### Your goal
Count the lines in the material below that contain the string "Target". Give only the number.

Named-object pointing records
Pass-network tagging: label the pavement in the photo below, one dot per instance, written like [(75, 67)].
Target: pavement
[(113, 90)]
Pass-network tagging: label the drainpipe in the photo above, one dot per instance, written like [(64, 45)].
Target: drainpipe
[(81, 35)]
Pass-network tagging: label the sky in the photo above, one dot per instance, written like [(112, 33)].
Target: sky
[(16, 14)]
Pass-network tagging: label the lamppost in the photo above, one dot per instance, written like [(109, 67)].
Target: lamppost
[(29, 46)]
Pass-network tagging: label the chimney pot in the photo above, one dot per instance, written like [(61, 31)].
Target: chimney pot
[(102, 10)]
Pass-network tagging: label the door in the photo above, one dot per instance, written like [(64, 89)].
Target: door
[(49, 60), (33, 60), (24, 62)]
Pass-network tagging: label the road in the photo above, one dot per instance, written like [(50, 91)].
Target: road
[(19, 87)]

--

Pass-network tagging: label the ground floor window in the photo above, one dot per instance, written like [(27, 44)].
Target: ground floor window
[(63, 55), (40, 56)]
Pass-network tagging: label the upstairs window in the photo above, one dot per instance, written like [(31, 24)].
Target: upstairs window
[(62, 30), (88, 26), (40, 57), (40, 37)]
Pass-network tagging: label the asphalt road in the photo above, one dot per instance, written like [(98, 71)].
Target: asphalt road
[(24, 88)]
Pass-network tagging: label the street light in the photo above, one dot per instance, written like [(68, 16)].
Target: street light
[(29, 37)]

### Right answer
11